Passage –
####

The irony here is that Mooney’s thesis – conservatives are inherently more biased – itself runs contrary to the views of many social psychologists working in this area. The current de facto position of social psychologists is summed up by University of California-Irvine psychologist and self-described liberal Peter Ditto (who Mooney quotes in the Republican Brain): “When I’m at home, I spend all my time, like a good liberal, yelling at the television set, denouncing Republicans and how biased they are. Then I assume my persona at work and I say, theoretically, it’s really hard to know why there would be a difference.”

Man is a Rationalizing Animal

That’s not to say that The Republican Brain is all wrong about the connection between politics and personality. Psychological research has found connections between a person’s temperament and their political views, with certain personality types inclined towards conservatism and others towards liberalism. For example, self-described conservatives tend to score higher on personality tests in terms of Conscientiousness, which is characterized by high levels of self-discipline, dutifulness, and organization. Self-described liberals, meanwhile, tend to score higher on Openness to Experience, which is characterized by an inclination towards novelty, variety, and creativity.

####

Job 1 – Transcribe the entries word for word, starting with the line that contains "matching the sea." and going down through the end of the entries.
The entries that follow are unrelated to the text about political bias and personality.

Given information –
####

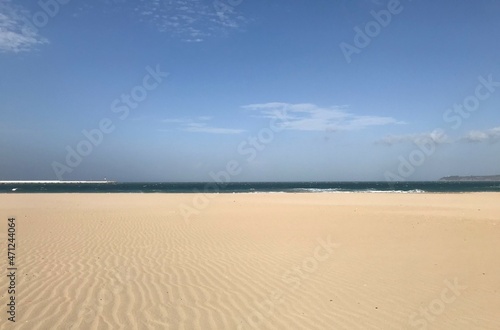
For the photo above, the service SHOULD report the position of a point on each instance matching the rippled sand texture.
(254, 261)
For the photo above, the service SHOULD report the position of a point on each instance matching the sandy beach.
(253, 261)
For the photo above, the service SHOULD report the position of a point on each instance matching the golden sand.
(254, 261)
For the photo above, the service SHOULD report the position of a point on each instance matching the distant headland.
(471, 178)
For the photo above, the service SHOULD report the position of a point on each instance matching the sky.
(239, 90)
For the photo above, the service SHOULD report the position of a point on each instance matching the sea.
(250, 187)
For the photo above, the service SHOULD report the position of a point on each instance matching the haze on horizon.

####

Job 2 – Write the next part of the passage on politics and personality, picking up after its final sentence.

Final answer 1 –
For the photo above, the service SHOULD report the position of a point on each instance matching the sea.
(250, 187)
For the photo above, the service SHOULD report the position of a point on each instance matching the haze on horizon.

Final answer 2 –
The idea that conservatives and liberals tend to have different temperaments is hardly new. You can find hints of the idea in sources ranging from Thomas Sowell’s A Conflict of Visions to ordinary political humor. As with any generalization, there will be exceptions; some liberals will be highly conscientious while some conservatives will be highly experiential. Overall we should not be surprised that conservatives tend to be overrepresented in fields that prize conscientiousness (such as business and the military), while liberals are more drawn to experiential areas such as the arts and the academy.

In addition, there is a great deal of psychological research establishing that, pace Aristotle, man is not only a rational animal but is also a rationalizing animal, particularly when it comes to politics. When confronted with evidence that goes against their pre-existing beliefs, people do not response by objectively evaluating it. Instead, they tend to respond emotionally, attacking or dismissing contrary however possible, while credulously accepting any evidence or authorities that seem to support their view. Anyone who has spent time arguing politics on the Internet will not be surprised at this finding.

Again, these are tendencies, not universals. People can rationally assess contrary arguments, it just doesn’t come naturally. The social psychologist Jonathan Haidt, (whose book The Righteous Mind covers some of the same ground as The Republican Brain but without the partisan overlay) uses the metaphor of a rider sitting atop a giant elephant. The rider is our reason; the elephant, our instincts, emotions, and psychological needs. The rider can move the elephant, but it’s not easy.

Are Conservatives Worse?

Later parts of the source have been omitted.